◆ TEXTAUSZUG:
◇ ◇ ◇

Am westlichen Bodensee reihen sich Burgen und Schlösser aneinander. Das Rosgartenmuseum Konstanz hat die baulichen Schmuckstücke dieser Kulturlandschaft jetzt in einer sehenswerten Zusammenschau vereint.

Konstanz - In bunter Mannigfaltigkeit stellen sich an den Ufern des Sees blühende Dörfer, Städte und Schlösser, ländliche Hütten und staatliche Klöster, Kirchen, Weinberger und Getreidefelder, fröhliche Wiesen und düstere Wälder dar, und jenseits des Rheins thut sich das lachende Thurgau auf, an Fruchtbarkeit und Cultur ein großer Garten, besät mit Landhäusern und Dörfern, und überall die fließige Hand und den thätigen Geist seiner Bewohner verkündend.“ So überschwänglich-hymnisch begrüßte Gustav Schwab (1792– 1850), der berühmte schwäbische Dichter und Theologe, in seinem 1827 erschienen historisch-topografischen „Handbuch für Reisende und Freunde der Natur, Geschichte und Poesie“ den Bodensee.

 

Das Erlebnis der Kulturlandschaft zwischen Konstanz und Lindau fällt im 21. Jahrhundert meist nüchterner aus als in der Biedermeierzeit, als die schwärmerischen Romantiker das touristische Interesse des Bürgertums an versunkenen Landschaften und mittelalterlichen Burgen geweckt hatten. Zumindest eine Beobachtung Schwabs aber dürfte bis heute Gültigkeit behalten. Kaum irgendwo sonst im Südwesten oder sonst in Deutschland finden sich so viele Burgen und Schlösser.

Mehr als 2200 Schlösser und Burgen im Südwesten

Mehr als 2200 frühere Adelsbauten verzeichnet das Land Baden-Württemberg auf – die meisten davon befinden sich in Oberschwaben und am Bodensee. Wie an einer Perlenschnur aufgereiht stehen hier alle paar Kilometer alte Gemäuer, manchmal versteckt, mitunter hoch über dem Bodensee und den Dörfern und Städten thronend.

Tobias Engelsing, dem Direktor der Städtischen Museen in Konstanz, war dies aufgefallen. So machte er aus dem sonst eher wenig beachteten Thema eine Zusammenschau der „Schlösser am See“ für das Konstanzer Rosgartenmuseum, wobei das Oberthema im Untertitel „Burgen & Landsitze am westlichen Bodensee“ sogleich eingegrenzt werden musste.

◇ ◇ ◇

◆ EXTRAHIERTE DATEN:
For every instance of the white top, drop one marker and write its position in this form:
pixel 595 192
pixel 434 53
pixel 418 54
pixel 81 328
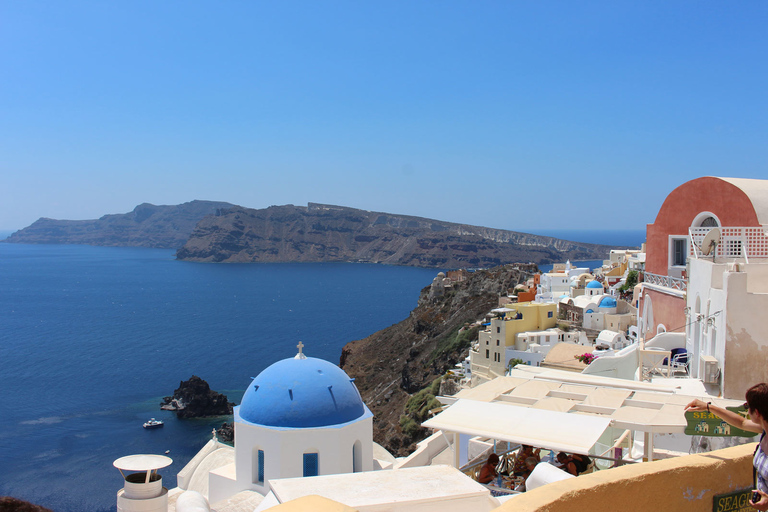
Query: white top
pixel 372 489
pixel 142 462
pixel 561 431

◇ ◇ ◇

◆ AUFGABEN:
1. Gib den Artikel über die Schlösser am Bodensee von "Mehr als 2200 frühere" bis "und Städten thronend." noch einmal wieder und tausche dabei "Bodensee" gegen "Schwäbischen Meer".
2. Stimmen diese Aussagen mit dem Artikel über die Schlösser am Bodensee überein? (a) Gustav Schwab war Dichter und Theologe. (b) Baden-Württemberg verzeichnet weniger als 1000 frühere Adelsbauten. (c) Tobias Engelsing leitet die Städtischen Museen in Konstanz.
3. Schreib den Artikel über die Schlösser am Bodensee nach seinem letzten Satz weiter.
Die Datensätze haben eine andere Herkunft als der Artikel über die Schlösser am Bodensee.

◆ ANTWORTEN:
1.
Mehr als 2200 frühere Adelsbauten verzeichnet das Land Baden-Württemberg auf – die meisten davon befinden sich in Oberschwaben und am Schwäbischen Meer. Wie an einer Perlenschnur aufgereiht stehen hier alle paar Kilometer alte Gemäuer, manchmal versteckt, mitunter hoch über dem Schwäbischen Meer und den Dörfern und Städten thronend.

2.
(a) Ja: „der berühmte schwäbische Dichter und Theologe“
(b) Nein: „Mehr als 2200 frühere Adelsbauten verzeichnet das Land Baden-Württemberg auf“
(c) Ja: „Tobias Engelsing, dem Direktor der Städtischen Museen in Konstanz“

3.
Das Angebot ist übervoll. Alle Burgen, Schlösser, Freisitze, Land- und Herrensitze konnte Engelsing selbst auch am westlichen Bodensee nicht würdigen. Allein im Landkreis Konstanz finden sich den Angaben zufolge 159 alte Adelsbauten, 62 weitere sind im Bodenseekreis zu entdecken. Tobias Engelsing musste sich also auf die wesentlichen historischen Gebäude aus einem Darstellungsraum beschränken, der von Meersburg bis Kreuzlingen und von Schaffhausen bis nach Überlingen reicht. Rund 50 Schlösser werden in der Ausstellung und in einem Begleitbuch vorgestellt, darunter so bekannte wie Arenenberg und zum Teil auch unentdeckte Schmuckstücke wie der Turmhof in Steckborn.

Schloss Arenenberg und der Turmhof von Steckborn

Schloss Arenenberg, am Schweizer Bodenseeufer unweit von Konstanz gelegen, diente Napoleons Adoptivtochter und Schwägerin, der früheren holländischen Königin Hortense (1783–1837), nach ihrer Vertreibung aus Frankreich als Fluchtburg. In deren Beschaulichkeit verbrachte sie die restlichen 22 Jahre ihres Lebens. Auf Arenenberg wuchs auch ihr Sohn Louis Napoleon (1808–1873) auf, der als französischer Kaiser die Bonapartes triumphal auf den Thron zurückführte.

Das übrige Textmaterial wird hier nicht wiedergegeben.